▶ **Passage shown**:
I definitely notice a difference in my 12yr old dog. Not only does it help with his arthritis but it also makes him much more calm when fireworks are going off in our neighborhood. It has been very helpful because our neighborhood believes the 4th of July lasts from June till September. My pup is so much happier now that we give him ABSC.


Research on CBD Oil and Anxiety

Although ABSC Organics is the industry leader in veterinary CBD research, we have not conducted any clinical trials related to anxiety at this point. We have, however, completed a Phase One Safety and Toxicity Trial that showed that our CBD oil is safe and well-tolerated, even at large doses. Our followup research to date has focused on epilepsy and arthritis, but we hope to conduct anxiety research soon. 

CBD for Other Health Problems

The FDA is very cautious when it comes to CBD. They are currently studying the available research and assessing the need for regulation. You will see many CBD oil providers making claims about epilepsy, arthritis, pain, anxiety, and even cancer. But the reality is that the FDA does not allow us to specific health claims, even if there is much anecdotal evidence to back them up.

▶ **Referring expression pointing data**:
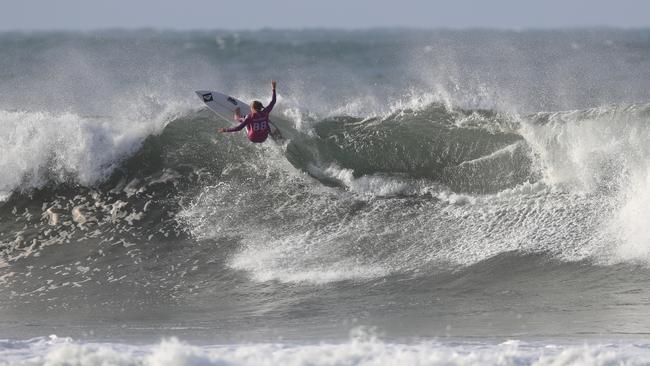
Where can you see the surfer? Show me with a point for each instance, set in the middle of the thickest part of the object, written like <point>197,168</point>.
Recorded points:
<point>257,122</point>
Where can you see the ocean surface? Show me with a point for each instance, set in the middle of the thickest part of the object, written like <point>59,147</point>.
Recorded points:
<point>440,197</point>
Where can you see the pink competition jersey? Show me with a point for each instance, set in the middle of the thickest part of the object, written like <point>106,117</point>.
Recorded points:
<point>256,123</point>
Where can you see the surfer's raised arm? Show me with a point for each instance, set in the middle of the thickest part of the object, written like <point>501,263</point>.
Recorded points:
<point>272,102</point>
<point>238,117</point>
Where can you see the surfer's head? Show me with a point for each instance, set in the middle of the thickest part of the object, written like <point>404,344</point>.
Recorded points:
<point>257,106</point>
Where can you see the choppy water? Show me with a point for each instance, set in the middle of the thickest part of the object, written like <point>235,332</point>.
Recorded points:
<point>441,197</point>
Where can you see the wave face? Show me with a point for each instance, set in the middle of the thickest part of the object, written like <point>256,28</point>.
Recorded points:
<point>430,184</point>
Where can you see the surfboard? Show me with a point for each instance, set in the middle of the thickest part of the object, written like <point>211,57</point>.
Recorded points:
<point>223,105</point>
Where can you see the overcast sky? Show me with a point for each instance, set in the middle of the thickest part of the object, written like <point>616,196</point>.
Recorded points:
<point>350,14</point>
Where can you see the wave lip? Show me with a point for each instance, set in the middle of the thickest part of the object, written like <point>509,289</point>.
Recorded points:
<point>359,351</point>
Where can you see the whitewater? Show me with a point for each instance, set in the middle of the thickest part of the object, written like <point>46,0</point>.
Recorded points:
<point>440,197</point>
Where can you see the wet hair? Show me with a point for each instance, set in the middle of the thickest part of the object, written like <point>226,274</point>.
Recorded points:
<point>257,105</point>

* * *

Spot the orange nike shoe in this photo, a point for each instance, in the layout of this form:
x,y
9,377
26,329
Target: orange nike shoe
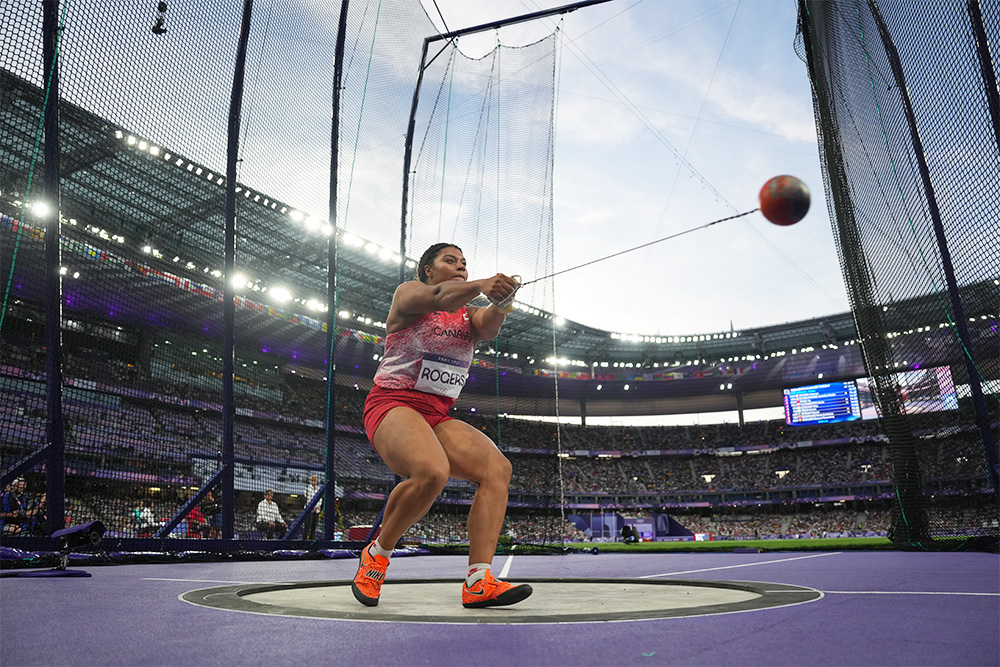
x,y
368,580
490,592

--

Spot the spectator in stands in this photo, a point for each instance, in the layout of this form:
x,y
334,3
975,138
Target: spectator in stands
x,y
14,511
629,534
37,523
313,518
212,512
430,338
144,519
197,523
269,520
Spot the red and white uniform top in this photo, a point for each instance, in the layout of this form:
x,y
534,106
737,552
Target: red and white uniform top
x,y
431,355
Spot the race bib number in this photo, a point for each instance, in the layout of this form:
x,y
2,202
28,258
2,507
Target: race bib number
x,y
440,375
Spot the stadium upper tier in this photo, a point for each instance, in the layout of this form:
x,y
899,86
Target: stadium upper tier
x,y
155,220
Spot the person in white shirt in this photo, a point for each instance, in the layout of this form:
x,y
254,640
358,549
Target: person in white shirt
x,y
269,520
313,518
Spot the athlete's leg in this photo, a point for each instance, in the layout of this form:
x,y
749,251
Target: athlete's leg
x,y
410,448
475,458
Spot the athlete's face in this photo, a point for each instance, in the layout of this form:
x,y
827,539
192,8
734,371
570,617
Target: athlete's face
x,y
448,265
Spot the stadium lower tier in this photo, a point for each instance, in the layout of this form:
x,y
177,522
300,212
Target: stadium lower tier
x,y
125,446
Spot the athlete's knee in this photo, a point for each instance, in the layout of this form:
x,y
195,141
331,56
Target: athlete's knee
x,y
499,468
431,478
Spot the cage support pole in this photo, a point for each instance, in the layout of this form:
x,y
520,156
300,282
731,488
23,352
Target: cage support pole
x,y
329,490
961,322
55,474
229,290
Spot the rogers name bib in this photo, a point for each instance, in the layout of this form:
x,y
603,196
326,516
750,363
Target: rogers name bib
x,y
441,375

▶ **Work task**:
From the CBD oil passage, quote the words between "Although ABSC Organics" and "back them up.", inclusive.

▶ **Response for this exercise**:
Although ABSC Organics is the industry leader in veterinary CBD research, we have not conducted any clinical trials related to anxiety at this point. We have, however, completed a Phase One Safety and Toxicity Trial that showed that our CBD oil is safe and well-tolerated, even at large doses. Our followup research to date has focused on epilepsy and arthritis, but we hope to conduct anxiety research soon. 

CBD for Other Health Problems

The FDA is very cautious when it comes to CBD. They are currently studying the available research and assessing the need for regulation. You will see many CBD oil providers making claims about epilepsy, arthritis, pain, anxiety, and even cancer. But the reality is that the FDA does not allow us to specific health claims, even if there is much anecdotal evidence to back them up.